- **Instructions to follow**
Starting with the first line of the items and going on through the line with "point(475, 613)", write those lines out again, requests included. Shift every coordinate in the answers up by 66, and leave the numbers in the requests as they are.

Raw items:
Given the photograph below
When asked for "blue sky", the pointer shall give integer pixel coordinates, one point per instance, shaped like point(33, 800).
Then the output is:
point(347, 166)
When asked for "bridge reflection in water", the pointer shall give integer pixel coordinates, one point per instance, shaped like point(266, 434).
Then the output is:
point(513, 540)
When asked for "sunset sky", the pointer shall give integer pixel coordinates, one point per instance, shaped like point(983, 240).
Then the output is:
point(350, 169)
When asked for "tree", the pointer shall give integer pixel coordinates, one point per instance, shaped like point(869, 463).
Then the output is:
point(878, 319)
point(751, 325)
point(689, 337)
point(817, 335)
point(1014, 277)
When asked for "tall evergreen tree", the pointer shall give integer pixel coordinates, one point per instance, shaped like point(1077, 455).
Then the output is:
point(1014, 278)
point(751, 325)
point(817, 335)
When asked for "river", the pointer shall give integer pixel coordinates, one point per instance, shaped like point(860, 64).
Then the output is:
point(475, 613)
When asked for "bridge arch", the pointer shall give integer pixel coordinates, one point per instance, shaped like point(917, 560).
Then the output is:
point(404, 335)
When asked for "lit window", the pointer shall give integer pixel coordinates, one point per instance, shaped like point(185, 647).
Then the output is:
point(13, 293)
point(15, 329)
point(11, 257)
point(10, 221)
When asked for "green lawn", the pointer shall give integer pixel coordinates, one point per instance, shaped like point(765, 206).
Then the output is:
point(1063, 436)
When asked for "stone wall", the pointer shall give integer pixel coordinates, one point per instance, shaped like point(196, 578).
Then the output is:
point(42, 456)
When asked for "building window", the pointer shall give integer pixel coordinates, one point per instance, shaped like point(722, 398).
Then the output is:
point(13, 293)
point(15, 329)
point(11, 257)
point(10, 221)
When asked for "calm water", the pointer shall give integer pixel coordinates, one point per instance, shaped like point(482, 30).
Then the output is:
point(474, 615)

- **Response**
Given the photograph below
When asked for "blue sky", the pointer shall give integer pixel coordinates, one point per instance, shaped like point(33, 800).
Then the output is:
point(413, 232)
When asked for "bridge reflection in water", the pointer shall give integer pixel coordinates, one point per instance, shaped like point(266, 434).
Then the output is:
point(579, 606)
When asked for "sunset sky", the pointer shall give integer pixel coordinates, one point per instance, shaped like point(983, 240).
Then the output is:
point(416, 235)
When asked for "tree", the pointer shall give integer pixel coordinates, one point per instance, shaped like point(869, 463).
Then the output is:
point(944, 385)
point(817, 391)
point(755, 403)
point(883, 401)
point(1080, 343)
When asked for "tall evergreen tree", the pointer shall give integer pixel coordinates, one point per instance, shaped like point(1077, 455).
Then the output is:
point(1080, 344)
point(817, 391)
point(883, 401)
When asked for "river", the pointer shall give integer pixel coordinates, one point per instance, shaped like point(860, 64).
Then the output is:
point(541, 679)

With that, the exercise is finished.